• Direction: Please transcribe the data line for line, starting at its first line and ending with the line that contains "0L320 409L338 549L346", both included.
::: Provided records
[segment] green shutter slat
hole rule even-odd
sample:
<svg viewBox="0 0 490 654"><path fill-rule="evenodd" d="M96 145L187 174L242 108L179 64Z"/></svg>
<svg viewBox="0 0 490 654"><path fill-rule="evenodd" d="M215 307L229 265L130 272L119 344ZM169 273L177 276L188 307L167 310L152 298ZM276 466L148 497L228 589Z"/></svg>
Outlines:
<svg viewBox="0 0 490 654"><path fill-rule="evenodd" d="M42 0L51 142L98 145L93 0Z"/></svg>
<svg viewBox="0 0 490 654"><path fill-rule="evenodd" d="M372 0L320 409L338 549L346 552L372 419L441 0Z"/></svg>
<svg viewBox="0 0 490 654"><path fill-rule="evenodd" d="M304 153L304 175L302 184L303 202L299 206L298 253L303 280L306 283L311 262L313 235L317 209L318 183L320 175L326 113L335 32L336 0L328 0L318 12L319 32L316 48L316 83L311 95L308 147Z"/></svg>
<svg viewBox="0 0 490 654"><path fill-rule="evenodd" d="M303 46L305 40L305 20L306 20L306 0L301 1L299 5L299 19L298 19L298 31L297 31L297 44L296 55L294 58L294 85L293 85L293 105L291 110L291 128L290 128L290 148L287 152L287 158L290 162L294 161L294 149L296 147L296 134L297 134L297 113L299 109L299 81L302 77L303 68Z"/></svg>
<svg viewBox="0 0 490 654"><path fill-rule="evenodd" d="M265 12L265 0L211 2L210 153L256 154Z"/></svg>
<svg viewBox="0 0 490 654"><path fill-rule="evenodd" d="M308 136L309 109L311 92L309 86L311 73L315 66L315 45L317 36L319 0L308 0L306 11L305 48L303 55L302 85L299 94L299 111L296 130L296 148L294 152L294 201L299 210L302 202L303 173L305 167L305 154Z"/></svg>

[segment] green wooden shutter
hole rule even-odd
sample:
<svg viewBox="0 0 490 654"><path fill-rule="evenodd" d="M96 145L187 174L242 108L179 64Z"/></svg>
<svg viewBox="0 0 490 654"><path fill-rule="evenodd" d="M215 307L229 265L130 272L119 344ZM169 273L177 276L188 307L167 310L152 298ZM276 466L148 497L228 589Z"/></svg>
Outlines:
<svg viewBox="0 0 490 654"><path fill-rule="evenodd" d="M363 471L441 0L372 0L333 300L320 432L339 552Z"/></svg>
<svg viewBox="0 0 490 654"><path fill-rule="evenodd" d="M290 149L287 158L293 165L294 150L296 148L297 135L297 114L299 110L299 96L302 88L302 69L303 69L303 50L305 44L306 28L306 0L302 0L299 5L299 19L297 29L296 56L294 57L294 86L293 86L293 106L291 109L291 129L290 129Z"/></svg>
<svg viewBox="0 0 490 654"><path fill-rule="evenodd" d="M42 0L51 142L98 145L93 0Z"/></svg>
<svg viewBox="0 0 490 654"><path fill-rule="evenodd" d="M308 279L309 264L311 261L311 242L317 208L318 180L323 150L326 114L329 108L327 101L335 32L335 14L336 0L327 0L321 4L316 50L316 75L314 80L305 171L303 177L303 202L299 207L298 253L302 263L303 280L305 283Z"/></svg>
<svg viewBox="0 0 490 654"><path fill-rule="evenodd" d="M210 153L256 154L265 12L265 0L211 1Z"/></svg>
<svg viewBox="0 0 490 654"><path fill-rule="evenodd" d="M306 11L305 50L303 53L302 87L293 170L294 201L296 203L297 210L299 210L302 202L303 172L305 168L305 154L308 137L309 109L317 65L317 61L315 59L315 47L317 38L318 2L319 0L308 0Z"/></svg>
::::::
• Solution:
[segment] green shutter slat
hole rule even-odd
sample:
<svg viewBox="0 0 490 654"><path fill-rule="evenodd" d="M96 145L187 174L242 108L179 64Z"/></svg>
<svg viewBox="0 0 490 654"><path fill-rule="evenodd" d="M215 307L229 265L130 272L119 344ZM169 273L177 276L188 307L167 310L152 298ZM276 466L148 497L228 589Z"/></svg>
Outlines:
<svg viewBox="0 0 490 654"><path fill-rule="evenodd" d="M42 0L51 142L98 145L93 0Z"/></svg>
<svg viewBox="0 0 490 654"><path fill-rule="evenodd" d="M372 0L320 409L338 549L346 552L372 419L441 0Z"/></svg>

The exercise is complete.